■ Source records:
START
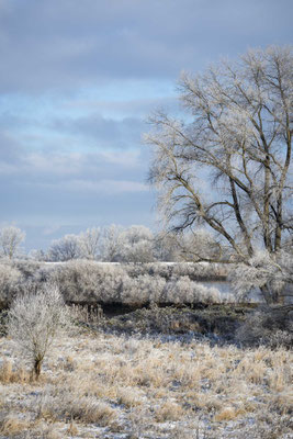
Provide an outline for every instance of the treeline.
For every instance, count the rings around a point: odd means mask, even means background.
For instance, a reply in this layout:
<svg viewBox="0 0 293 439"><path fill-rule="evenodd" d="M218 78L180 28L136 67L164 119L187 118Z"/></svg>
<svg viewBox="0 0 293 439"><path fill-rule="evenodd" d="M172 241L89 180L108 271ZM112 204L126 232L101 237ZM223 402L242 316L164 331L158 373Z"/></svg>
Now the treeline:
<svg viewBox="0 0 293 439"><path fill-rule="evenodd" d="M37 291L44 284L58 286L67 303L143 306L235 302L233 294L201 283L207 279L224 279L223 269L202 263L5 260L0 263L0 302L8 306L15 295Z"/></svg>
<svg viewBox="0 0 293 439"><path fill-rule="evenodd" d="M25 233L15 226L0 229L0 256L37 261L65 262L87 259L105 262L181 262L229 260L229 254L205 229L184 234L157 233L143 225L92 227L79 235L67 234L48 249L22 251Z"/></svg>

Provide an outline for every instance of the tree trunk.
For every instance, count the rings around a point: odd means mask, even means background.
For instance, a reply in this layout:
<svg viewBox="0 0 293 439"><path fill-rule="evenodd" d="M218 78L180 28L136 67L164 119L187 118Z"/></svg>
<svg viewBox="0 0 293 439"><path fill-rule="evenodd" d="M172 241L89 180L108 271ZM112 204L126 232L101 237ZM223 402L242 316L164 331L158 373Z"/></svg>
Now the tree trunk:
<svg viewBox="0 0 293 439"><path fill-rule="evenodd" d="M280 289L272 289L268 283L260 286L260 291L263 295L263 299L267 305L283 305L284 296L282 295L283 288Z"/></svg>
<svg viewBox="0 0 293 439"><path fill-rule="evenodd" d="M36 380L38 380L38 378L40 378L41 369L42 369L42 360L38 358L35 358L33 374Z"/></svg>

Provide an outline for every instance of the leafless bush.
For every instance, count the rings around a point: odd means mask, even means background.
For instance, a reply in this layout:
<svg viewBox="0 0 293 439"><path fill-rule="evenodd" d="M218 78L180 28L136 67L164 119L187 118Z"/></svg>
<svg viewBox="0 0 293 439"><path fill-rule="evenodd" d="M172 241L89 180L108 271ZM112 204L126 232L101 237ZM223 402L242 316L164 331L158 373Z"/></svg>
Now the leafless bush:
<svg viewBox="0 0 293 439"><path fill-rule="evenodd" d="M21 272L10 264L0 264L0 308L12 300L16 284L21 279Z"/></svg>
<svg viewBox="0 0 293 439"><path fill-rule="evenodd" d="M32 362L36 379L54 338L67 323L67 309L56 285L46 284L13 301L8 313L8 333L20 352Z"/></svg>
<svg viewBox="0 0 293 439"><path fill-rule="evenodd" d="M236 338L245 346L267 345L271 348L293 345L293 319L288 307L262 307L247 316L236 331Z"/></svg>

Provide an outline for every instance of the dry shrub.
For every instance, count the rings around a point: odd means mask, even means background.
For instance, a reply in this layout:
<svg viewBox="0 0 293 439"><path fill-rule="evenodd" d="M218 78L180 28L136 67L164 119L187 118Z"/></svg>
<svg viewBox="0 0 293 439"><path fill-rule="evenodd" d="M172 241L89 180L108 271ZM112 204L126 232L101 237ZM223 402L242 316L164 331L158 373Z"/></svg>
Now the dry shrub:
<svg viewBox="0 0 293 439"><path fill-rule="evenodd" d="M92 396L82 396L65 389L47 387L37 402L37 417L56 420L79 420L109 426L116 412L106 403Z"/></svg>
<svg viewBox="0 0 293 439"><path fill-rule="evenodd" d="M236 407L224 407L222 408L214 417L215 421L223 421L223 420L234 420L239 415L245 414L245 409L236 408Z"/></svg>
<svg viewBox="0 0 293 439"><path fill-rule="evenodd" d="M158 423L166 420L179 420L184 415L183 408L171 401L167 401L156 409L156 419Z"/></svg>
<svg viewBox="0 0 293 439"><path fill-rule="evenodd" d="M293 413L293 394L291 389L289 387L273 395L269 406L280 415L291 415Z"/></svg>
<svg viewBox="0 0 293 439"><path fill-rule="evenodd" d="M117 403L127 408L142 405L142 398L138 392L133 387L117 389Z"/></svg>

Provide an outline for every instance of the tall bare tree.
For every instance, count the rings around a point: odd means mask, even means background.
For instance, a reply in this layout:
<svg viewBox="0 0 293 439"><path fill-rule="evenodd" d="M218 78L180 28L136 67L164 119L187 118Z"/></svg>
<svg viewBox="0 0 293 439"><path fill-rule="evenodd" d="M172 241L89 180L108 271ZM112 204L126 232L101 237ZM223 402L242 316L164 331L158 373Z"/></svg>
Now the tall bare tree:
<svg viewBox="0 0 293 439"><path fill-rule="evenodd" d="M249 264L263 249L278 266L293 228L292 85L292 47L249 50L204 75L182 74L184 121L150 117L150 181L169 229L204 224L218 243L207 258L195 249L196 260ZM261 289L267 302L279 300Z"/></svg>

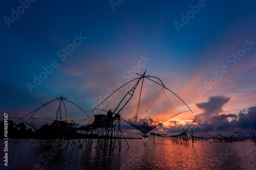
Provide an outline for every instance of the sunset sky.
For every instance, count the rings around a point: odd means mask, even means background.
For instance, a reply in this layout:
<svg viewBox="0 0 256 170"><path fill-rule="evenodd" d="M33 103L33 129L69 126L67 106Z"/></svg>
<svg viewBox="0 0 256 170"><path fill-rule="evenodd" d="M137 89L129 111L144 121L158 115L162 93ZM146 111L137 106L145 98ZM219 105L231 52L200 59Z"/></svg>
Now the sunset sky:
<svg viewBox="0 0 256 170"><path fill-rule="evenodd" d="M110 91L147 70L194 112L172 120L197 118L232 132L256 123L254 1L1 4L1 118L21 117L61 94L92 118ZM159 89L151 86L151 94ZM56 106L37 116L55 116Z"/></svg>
END
■ EXERCISE GOAL: Quote all of the data above word for word, and leave the pictures out of your answer.

■ ANSWER TO THIS EXERCISE:
Provide an outline for every instance of the treeline.
For every instance, count the rings around a point: odd means mask, even means background.
For instance, a reply in this layout:
<svg viewBox="0 0 293 439"><path fill-rule="evenodd" d="M218 78L180 28L136 67L164 119L187 118Z"/></svg>
<svg viewBox="0 0 293 439"><path fill-rule="evenodd" d="M172 241L89 180L108 271ZM112 204L126 232L101 237ZM223 402L242 316L164 331L158 373Z"/></svg>
Now the treeline:
<svg viewBox="0 0 293 439"><path fill-rule="evenodd" d="M37 291L44 284L58 286L67 303L143 306L235 302L233 294L201 283L207 279L224 279L223 269L202 263L5 260L0 263L0 302L8 306L15 295Z"/></svg>
<svg viewBox="0 0 293 439"><path fill-rule="evenodd" d="M25 233L15 226L0 229L0 256L37 261L65 262L87 259L105 262L181 262L229 260L229 254L205 229L184 234L157 233L143 225L92 227L79 235L67 234L48 249L22 251Z"/></svg>

Provide an outline for every instance of the tree trunk.
For every instance, count the rings around a point: odd means mask, even means background.
For instance, a reply in this layout:
<svg viewBox="0 0 293 439"><path fill-rule="evenodd" d="M218 78L180 28L136 67L164 119L187 118Z"/></svg>
<svg viewBox="0 0 293 439"><path fill-rule="evenodd" d="M172 241L89 180L108 271ZM112 204L126 232L101 237ZM223 402L242 316L164 331L158 373Z"/></svg>
Now the tree trunk:
<svg viewBox="0 0 293 439"><path fill-rule="evenodd" d="M280 289L272 289L268 283L260 286L260 291L263 295L263 299L267 305L283 305L284 296L282 295L283 288Z"/></svg>
<svg viewBox="0 0 293 439"><path fill-rule="evenodd" d="M36 380L38 380L38 378L40 378L41 369L42 369L42 360L38 358L35 358L33 374Z"/></svg>

Provide an outline for every instance of the leafless bush.
For every instance, count the rings around a point: odd means mask, even means background.
For instance, a reply in this layout:
<svg viewBox="0 0 293 439"><path fill-rule="evenodd" d="M218 78L180 28L136 67L164 119L187 118Z"/></svg>
<svg viewBox="0 0 293 439"><path fill-rule="evenodd" d="M172 241L89 180L108 271ZM112 204L126 232L101 237ZM223 402L242 316L164 331L158 373Z"/></svg>
Now the leafless bush:
<svg viewBox="0 0 293 439"><path fill-rule="evenodd" d="M21 272L10 264L0 264L0 308L12 300L16 284L21 279Z"/></svg>
<svg viewBox="0 0 293 439"><path fill-rule="evenodd" d="M32 362L36 379L54 338L67 323L67 309L56 285L46 284L13 301L8 313L8 333L20 352Z"/></svg>
<svg viewBox="0 0 293 439"><path fill-rule="evenodd" d="M236 338L245 346L267 345L271 348L293 345L293 319L288 307L262 307L247 316L236 331Z"/></svg>

Provide an outline for every instance of the dry shrub.
For every instance, count the rings around a point: odd means mask, even means background.
For instance, a reply in this layout:
<svg viewBox="0 0 293 439"><path fill-rule="evenodd" d="M218 78L180 28L136 67L164 119L187 118Z"/></svg>
<svg viewBox="0 0 293 439"><path fill-rule="evenodd" d="M172 241L89 180L108 271ZM112 204L126 232L101 237ZM223 402L242 316L164 331L158 373Z"/></svg>
Now the dry shrub:
<svg viewBox="0 0 293 439"><path fill-rule="evenodd" d="M92 396L82 396L65 389L47 387L37 402L37 417L56 420L79 420L109 426L116 412L106 403Z"/></svg>
<svg viewBox="0 0 293 439"><path fill-rule="evenodd" d="M236 407L224 407L222 408L214 417L215 421L223 421L223 420L234 420L239 415L245 414L245 409L236 408Z"/></svg>
<svg viewBox="0 0 293 439"><path fill-rule="evenodd" d="M158 423L166 420L179 420L184 415L183 408L171 401L167 401L156 409L156 419Z"/></svg>
<svg viewBox="0 0 293 439"><path fill-rule="evenodd" d="M293 413L293 394L291 389L289 387L273 395L269 406L280 415L291 415Z"/></svg>
<svg viewBox="0 0 293 439"><path fill-rule="evenodd" d="M117 403L127 408L142 405L142 398L138 392L133 387L117 389Z"/></svg>

Provide an outline for every instance of the tall bare tree.
For every instance, count the rings around a point: odd means mask, even means background.
For instance, a reply in this layout:
<svg viewBox="0 0 293 439"><path fill-rule="evenodd" d="M218 78L180 28L136 67L164 119L187 118Z"/></svg>
<svg viewBox="0 0 293 439"><path fill-rule="evenodd" d="M172 241L89 180L108 271ZM112 204L126 232L101 237ZM223 402L242 316L164 331L158 373Z"/></svg>
Now the tall bare tree:
<svg viewBox="0 0 293 439"><path fill-rule="evenodd" d="M249 264L263 249L278 266L293 228L292 85L292 47L249 50L204 75L182 74L184 121L150 117L150 181L169 229L204 224L218 243L207 258L195 249L196 260ZM261 289L267 302L279 300Z"/></svg>

Provide an outline for every instance of the sunset sky.
For every instance, count the rings around a point: odd means mask, even means background.
For instance, a reply in this layout:
<svg viewBox="0 0 256 170"><path fill-rule="evenodd" d="M33 103L33 129L69 126L67 106Z"/></svg>
<svg viewBox="0 0 256 170"><path fill-rule="evenodd" d="M137 89L129 111L144 121L158 115L162 93ZM146 111L137 106L145 98ZM219 105L231 52L200 59Z"/></svg>
Now the sunset sky:
<svg viewBox="0 0 256 170"><path fill-rule="evenodd" d="M110 91L147 70L194 112L172 120L197 118L232 132L256 123L254 1L1 4L1 118L21 117L61 94L92 118ZM159 89L151 86L151 94ZM56 106L37 116L55 116Z"/></svg>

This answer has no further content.